Collected data:
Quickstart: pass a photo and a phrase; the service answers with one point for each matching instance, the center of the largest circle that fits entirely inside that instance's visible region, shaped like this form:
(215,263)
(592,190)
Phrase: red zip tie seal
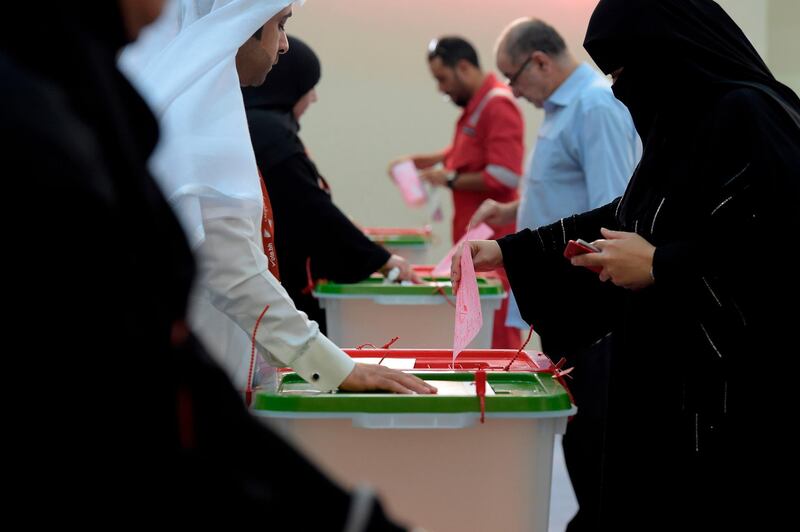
(248,391)
(480,389)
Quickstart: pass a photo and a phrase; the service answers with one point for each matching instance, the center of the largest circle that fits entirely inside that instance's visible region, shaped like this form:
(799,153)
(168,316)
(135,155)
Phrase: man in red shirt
(484,160)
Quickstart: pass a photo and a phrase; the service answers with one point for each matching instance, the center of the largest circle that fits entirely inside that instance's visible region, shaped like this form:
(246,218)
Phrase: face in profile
(256,57)
(449,82)
(527,77)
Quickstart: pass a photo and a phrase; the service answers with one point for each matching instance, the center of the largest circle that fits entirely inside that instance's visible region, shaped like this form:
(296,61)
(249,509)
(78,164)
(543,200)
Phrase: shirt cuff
(323,364)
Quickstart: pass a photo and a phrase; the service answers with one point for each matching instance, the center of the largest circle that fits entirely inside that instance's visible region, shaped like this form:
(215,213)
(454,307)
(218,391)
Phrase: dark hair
(451,50)
(534,35)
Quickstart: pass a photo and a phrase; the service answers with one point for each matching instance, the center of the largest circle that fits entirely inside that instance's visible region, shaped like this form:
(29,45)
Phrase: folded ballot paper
(408,181)
(481,232)
(469,318)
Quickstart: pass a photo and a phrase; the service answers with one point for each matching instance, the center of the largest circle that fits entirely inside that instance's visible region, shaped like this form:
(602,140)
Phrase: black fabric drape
(708,350)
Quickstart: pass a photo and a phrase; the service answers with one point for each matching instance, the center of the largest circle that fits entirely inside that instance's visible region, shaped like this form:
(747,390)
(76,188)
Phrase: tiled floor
(562,499)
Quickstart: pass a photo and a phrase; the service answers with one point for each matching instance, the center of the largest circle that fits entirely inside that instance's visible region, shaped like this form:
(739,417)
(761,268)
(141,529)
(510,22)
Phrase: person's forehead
(438,67)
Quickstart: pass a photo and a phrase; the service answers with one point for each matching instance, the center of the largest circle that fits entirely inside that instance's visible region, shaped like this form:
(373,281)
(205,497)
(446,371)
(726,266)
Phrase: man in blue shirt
(586,150)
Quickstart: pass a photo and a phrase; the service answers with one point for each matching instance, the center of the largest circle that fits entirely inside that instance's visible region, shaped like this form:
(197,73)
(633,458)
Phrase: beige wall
(377,99)
(784,41)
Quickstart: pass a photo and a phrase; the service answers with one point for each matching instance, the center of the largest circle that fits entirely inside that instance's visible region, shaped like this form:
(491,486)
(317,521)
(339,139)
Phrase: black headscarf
(273,126)
(679,58)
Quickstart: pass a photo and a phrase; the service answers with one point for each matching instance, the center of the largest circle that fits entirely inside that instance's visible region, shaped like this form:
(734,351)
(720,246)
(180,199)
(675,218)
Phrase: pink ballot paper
(482,232)
(469,317)
(407,179)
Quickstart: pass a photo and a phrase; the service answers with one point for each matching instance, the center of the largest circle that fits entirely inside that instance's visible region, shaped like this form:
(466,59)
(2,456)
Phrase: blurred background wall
(378,100)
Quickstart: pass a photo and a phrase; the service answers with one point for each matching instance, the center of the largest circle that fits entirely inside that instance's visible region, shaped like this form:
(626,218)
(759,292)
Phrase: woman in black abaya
(700,307)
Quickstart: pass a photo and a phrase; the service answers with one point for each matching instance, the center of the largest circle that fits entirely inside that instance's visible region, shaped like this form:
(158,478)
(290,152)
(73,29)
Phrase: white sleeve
(233,271)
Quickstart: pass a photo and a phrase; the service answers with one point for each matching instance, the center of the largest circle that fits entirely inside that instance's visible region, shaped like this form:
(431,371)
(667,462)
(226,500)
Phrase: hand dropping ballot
(481,232)
(469,317)
(407,179)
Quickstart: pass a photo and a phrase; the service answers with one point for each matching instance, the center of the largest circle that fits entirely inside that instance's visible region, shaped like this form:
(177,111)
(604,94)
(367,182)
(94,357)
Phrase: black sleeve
(234,462)
(308,224)
(732,266)
(568,306)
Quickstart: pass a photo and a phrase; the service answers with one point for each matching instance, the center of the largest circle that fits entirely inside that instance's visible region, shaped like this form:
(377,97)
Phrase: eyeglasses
(513,79)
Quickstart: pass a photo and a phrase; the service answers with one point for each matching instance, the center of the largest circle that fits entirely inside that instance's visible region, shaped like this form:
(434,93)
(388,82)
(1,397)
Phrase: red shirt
(488,139)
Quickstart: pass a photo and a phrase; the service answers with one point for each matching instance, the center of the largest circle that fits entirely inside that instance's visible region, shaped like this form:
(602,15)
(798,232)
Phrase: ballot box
(430,458)
(410,243)
(421,315)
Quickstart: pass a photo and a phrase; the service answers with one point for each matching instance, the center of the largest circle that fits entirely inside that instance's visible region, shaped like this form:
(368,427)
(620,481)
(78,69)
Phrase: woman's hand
(486,256)
(405,270)
(626,259)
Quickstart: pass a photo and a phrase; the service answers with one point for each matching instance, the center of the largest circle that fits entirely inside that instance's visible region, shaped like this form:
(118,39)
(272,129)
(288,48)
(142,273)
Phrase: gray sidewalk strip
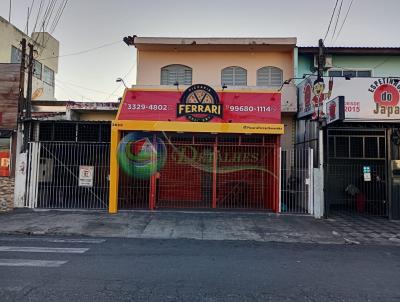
(36,249)
(51,240)
(262,227)
(31,262)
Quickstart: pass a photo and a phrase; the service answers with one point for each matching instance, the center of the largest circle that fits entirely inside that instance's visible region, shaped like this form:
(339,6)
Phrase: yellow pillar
(114,170)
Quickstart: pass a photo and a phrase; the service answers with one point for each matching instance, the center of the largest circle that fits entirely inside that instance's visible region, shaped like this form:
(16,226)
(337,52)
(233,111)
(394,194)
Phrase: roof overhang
(214,44)
(352,50)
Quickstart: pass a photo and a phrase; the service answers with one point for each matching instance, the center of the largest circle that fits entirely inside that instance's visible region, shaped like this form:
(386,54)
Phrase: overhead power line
(82,87)
(337,20)
(119,86)
(330,22)
(83,51)
(344,21)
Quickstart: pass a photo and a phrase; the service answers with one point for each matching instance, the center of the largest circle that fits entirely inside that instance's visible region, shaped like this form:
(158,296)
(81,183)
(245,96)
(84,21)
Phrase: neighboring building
(46,57)
(360,152)
(215,108)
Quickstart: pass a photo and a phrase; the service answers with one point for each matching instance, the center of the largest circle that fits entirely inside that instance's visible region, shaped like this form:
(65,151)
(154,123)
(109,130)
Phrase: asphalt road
(104,269)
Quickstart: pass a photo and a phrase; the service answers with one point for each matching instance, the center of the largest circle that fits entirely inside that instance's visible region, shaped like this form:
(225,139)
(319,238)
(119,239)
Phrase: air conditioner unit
(328,61)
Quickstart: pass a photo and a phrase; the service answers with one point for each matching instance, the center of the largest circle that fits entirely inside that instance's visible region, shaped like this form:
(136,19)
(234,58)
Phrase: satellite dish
(37,93)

What the exercise asks
How many lines of the records above contain the string "woman"? Letter case counts, and the reply should be the number alone.

Answer below
2